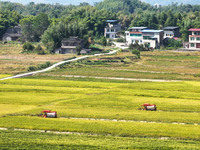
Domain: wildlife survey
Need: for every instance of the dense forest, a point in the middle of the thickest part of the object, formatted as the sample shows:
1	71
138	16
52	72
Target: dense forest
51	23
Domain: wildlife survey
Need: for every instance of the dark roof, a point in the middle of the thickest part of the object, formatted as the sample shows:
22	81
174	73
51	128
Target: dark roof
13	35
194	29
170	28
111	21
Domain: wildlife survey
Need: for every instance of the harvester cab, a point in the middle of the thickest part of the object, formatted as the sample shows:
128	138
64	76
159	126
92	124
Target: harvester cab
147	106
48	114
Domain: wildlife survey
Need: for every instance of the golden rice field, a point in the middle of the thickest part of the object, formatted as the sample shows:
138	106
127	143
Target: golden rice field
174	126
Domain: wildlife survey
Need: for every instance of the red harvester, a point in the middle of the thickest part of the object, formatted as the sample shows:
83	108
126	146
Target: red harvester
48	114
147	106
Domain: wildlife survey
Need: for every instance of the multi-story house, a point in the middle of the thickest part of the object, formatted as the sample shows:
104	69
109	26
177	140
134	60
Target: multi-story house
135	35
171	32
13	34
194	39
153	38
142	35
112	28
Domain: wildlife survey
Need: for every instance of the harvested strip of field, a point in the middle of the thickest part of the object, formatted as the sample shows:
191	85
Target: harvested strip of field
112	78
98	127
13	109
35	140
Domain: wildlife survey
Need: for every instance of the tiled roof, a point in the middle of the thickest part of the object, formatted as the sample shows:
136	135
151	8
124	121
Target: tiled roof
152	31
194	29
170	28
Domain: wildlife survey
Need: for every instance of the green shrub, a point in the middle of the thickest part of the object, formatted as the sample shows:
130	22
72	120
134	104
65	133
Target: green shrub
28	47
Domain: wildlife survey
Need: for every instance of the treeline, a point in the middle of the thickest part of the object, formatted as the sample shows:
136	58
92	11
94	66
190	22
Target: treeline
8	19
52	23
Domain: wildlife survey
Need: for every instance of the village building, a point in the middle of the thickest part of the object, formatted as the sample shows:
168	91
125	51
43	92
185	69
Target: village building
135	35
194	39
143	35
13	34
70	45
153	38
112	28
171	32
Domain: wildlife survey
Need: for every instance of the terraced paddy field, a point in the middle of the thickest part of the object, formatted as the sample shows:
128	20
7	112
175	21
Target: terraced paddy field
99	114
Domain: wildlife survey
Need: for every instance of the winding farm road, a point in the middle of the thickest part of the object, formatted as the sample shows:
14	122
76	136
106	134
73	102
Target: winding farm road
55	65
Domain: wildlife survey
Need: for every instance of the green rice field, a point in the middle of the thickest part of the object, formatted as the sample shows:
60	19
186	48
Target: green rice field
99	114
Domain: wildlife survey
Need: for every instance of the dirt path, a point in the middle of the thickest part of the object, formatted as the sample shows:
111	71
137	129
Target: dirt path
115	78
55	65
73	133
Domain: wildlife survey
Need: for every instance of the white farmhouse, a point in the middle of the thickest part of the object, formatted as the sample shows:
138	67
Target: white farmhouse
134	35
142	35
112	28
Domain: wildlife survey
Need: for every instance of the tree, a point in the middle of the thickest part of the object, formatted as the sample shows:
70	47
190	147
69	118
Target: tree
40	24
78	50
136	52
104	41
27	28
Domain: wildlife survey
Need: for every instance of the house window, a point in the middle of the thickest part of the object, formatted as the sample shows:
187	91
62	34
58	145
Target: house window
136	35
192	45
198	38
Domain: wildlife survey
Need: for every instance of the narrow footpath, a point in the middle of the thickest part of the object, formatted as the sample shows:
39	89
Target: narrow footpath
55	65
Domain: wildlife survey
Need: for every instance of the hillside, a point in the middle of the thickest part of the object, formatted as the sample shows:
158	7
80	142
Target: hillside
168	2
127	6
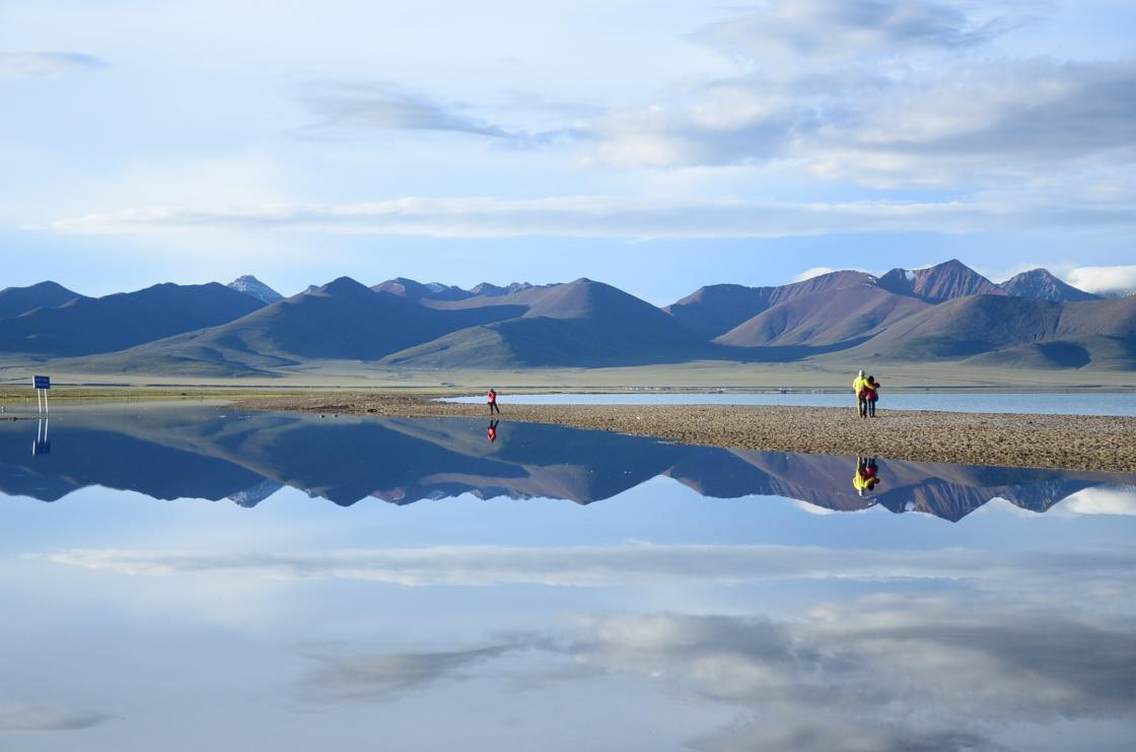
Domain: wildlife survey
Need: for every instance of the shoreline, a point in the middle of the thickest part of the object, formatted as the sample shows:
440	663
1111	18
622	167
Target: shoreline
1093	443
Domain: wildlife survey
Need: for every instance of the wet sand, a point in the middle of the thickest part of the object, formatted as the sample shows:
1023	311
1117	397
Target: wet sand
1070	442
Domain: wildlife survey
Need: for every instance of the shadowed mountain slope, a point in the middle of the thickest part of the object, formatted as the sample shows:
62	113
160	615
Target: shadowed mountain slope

· · ·

#### EXERCISE DIRECTIONS:
Every record gets retyped exactly; no picture goes into the copy.

#### WRITTEN RESPONSE:
Domain: wildlife survey
Need: for every instance of the dense forest, a point in the middle of the thickest part of the object, formatted as the sample shows:
1	71
138	16
52	72
Target: dense forest
51	23
Domain: wildlife survey
Need: for every instance of the dark roof, a point in the middle of the thickest part of the object, formatted as the sample shows:
22	81
174	73
51	128
Target: dark roof
13	35
194	29
170	28
111	21
Domain: wildlife survey
Need: for every instance of the harvester cab, a point in the middle of the thickest part of the object, formatted as the sample shows:
128	138
64	76
159	126
92	124
Target: harvester cab
147	106
48	114
Domain: wildlife survey
Need: for every instance of the golden rice field, a point in the middle of the thickest part of the object, formatted as the sample shows:
138	106
127	143
Target: golden rice field
174	126
Domain: wildlife survey
Need: for every instance of the red harvester, a point in the middle of the thickest part of the object, formatted as the sample shows:
83	108
126	146
Target: red harvester
48	114
147	106
Domain: wildlife survey
Need: for every instance of the multi-story house, a point in the middle of the thickest part of the object, formatted as the sample shows:
104	69
109	26
177	140
134	60
Target: multi-story house
135	35
171	32
13	34
194	39
153	38
142	35
112	28
Domain: wildlife survey
Need: for every instance of the harvested strip of field, a point in the middle of the thickest part of the object, formatted as the sample shows:
191	85
Target: harvested strip of field
112	78
98	127
13	109
35	140
Domain: wildlife survey
Need: for every instance of the tiled roof, a point in the middle of the thickest part of the object, formatted as the sample shows:
136	135
151	8
124	121
Target: tiled roof
152	31
194	29
170	28
Domain: wildlife survey
Need: for every instance of the green shrub, a point in the middle of the thickest part of the object, formatted as the sample shows:
130	22
72	120
134	104
65	133
Target: green shrub
28	47
Domain: wildlife survey
Need: for every instance of the treeline, a point in the middle of the thickest part of the object, formatted as the sample shows:
136	58
92	11
94	66
190	22
Target: treeline
8	19
52	23
Domain: wildlife survey
Need: for every instance of the village building, a point in the middle of the thickest part of the object, formatted as the sample shows:
168	91
125	51
43	92
185	69
Target: village building
135	35
194	39
143	35
13	34
70	45
153	38
112	28
171	32
Domain: wildlife survey
Need: for every instance of the terraced paddy field, a point in the middle of the thickest part of the object, formatted as the sample shows:
128	20
7	112
175	21
Target: terraced paddy field
99	114
Domain: wildlife survey
Need: for every instance of the winding farm road, a point in the middle of the thickest part of the object, formatted as the sample shows:
14	122
76	136
106	134
73	102
Target: winding farm road
55	65
Domain: wildlife survey
Need: for every instance of the green rice field, a point in the middle of the thickest part of the object, formatted as the sample shows:
60	19
186	48
Target: green rice field
99	114
Domain: wildlife survey
Need: for every instance of the dirt path, a point in the middle of the thickest part of the object, formatted as the sample shows:
111	71
137	129
Target: dirt path
115	78
55	65
73	133
Domain: wildlife survey
Need: for every instance of the white farmhouse, a point in the middle of the thickest part of the object, formatted as the sample shows:
138	67
Target: white farmhouse
134	35
142	35
112	28
Domain: wildlife survey
Need: for every instance of the tree, a point in the middle of the thickest part of the object, formatted as the sample shows:
70	47
190	147
69	118
Target: tree
40	24
78	50
136	52
104	41
27	28
Domain: wildlife survey
Need: for every instance of the house window, a point in the middle of the thickest part of the object, formatted as the sample shows:
187	91
62	34
58	145
Target: house window
136	35
192	45
198	38
Domain: wildlife survey
Need: for every instance of the narrow footpath, a point in the middle of the thickest part of the object, formatted as the sample shows:
39	89
Target: narrow footpath
55	65
Domain: wildlife survey
Need: for every instance of the hillside, a point in the middle of the thickest part of the object, formatted as the sample shows:
158	7
80	142
Target: hillside
168	2
127	6
Domain: wildlife survey
Need: for every instance of the shoreline, a point in the middle of the thickest part of the object, formatted as the sample shows:
440	663
1111	18
622	167
Target: shoreline
1093	443
Domain: wildlife survey
Need: for every instance of the wet sand, a point in the middle of the thickest part of the object, formatted as the sample shows:
1023	311
1117	397
Target: wet sand
1070	442
Domain: wildlife survey
Need: for every instance of the shadowed mountain slope, a point in the middle of the thickest part of the object, formatted as the sample shows:
62	113
160	615
Target: shadowed mountain slope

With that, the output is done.